-- Opening Marker --
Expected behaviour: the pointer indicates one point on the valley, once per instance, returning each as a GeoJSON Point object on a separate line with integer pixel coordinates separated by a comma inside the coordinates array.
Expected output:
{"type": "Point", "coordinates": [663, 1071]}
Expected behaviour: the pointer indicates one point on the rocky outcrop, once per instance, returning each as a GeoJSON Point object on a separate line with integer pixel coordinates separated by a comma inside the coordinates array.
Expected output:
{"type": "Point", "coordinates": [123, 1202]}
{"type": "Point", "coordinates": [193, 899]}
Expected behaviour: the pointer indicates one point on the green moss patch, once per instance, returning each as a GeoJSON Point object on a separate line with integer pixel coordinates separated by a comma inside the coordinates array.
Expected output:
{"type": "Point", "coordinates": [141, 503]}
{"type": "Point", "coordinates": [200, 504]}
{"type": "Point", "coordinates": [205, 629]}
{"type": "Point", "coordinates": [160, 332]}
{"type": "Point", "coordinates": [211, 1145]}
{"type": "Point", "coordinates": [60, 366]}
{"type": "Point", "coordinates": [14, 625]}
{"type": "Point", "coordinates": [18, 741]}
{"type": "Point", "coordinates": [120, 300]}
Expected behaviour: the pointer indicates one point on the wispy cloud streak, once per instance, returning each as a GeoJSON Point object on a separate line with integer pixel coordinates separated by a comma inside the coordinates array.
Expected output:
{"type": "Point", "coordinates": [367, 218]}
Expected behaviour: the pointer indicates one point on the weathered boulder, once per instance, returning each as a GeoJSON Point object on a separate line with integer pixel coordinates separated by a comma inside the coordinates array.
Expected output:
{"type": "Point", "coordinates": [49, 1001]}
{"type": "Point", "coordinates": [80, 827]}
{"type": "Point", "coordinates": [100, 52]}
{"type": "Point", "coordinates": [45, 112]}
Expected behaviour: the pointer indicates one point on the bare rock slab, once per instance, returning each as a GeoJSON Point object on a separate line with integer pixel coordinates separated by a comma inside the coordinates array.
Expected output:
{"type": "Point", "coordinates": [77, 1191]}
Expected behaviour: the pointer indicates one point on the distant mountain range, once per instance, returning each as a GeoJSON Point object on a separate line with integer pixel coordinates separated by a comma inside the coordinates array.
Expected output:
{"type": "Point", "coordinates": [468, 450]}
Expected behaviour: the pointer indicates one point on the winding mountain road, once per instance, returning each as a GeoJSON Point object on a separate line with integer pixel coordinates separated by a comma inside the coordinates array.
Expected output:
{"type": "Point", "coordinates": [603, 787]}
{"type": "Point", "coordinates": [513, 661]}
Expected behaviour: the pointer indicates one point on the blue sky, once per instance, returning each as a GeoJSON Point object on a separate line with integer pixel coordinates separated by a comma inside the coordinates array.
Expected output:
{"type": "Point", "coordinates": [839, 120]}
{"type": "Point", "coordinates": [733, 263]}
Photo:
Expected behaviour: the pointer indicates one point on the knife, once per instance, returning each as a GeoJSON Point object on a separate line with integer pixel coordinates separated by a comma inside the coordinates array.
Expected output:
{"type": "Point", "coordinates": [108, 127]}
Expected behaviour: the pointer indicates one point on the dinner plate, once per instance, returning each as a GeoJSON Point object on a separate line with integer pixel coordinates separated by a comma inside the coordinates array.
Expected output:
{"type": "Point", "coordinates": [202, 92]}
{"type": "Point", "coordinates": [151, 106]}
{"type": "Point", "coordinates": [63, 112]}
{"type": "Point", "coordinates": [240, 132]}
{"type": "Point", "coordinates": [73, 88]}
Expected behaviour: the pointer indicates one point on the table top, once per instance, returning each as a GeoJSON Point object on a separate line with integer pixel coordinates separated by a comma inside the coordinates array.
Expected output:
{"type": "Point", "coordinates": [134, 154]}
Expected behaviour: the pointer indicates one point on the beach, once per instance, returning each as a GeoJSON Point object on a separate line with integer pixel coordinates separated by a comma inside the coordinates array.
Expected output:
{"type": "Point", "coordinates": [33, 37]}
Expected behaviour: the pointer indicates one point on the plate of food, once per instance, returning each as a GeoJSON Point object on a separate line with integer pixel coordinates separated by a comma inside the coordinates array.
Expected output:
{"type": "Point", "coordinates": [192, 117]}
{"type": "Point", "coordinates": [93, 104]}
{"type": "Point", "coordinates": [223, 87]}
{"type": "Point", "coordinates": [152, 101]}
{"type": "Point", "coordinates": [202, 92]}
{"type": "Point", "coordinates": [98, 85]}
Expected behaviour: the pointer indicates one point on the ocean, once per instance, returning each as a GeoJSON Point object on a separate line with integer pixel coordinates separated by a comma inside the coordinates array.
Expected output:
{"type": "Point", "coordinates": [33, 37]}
-- Closing Marker --
-- Opening Marker --
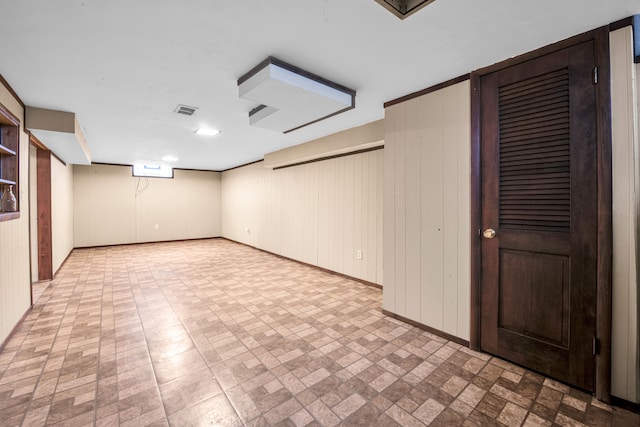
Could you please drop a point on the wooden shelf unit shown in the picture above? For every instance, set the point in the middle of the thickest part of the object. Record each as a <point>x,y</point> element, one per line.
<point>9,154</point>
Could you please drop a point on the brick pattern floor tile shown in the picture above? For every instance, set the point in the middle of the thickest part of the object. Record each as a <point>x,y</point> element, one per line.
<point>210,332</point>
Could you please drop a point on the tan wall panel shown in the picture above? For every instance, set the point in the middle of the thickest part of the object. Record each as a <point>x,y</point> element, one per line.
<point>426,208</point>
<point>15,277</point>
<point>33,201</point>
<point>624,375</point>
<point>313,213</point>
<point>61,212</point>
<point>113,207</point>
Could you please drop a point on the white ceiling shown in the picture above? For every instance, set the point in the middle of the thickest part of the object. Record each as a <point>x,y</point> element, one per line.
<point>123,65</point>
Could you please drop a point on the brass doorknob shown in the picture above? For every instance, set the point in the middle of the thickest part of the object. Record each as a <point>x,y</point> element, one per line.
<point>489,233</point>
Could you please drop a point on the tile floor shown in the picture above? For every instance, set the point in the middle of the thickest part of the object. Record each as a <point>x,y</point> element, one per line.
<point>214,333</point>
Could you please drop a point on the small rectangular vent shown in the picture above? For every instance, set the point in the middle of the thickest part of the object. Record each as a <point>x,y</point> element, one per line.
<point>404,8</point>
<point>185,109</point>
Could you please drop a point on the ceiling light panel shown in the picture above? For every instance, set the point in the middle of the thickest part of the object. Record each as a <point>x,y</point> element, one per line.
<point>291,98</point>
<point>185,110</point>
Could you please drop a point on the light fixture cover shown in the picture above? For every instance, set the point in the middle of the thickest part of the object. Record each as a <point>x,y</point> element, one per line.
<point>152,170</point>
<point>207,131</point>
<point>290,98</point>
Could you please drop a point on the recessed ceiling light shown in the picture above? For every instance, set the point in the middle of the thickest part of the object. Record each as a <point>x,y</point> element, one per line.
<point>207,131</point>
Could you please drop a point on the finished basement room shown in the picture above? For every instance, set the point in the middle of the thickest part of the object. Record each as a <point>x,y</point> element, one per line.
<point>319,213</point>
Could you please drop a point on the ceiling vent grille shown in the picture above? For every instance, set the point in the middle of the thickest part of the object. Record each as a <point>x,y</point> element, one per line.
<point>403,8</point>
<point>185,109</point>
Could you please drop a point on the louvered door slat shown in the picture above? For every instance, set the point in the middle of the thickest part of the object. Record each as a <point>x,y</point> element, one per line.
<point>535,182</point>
-- Closing Marker --
# [Activity]
Filter the entries above and copy only the lines that hold "plate".

# [Solved exercise]
Expected behaviour: the pointer indicates one point on the dinner plate, once per instance, returning each as a GeoJSON Point object on a separate line with integer pixel coordinates separated by a comma inside the coordinates array.
Expected behaviour: the pointer indicates one point on the plate of food, once per instance, returning each as a GeoJSON Point object on a separate line with integer pixel coordinates separated by a comma inside the coordinates array.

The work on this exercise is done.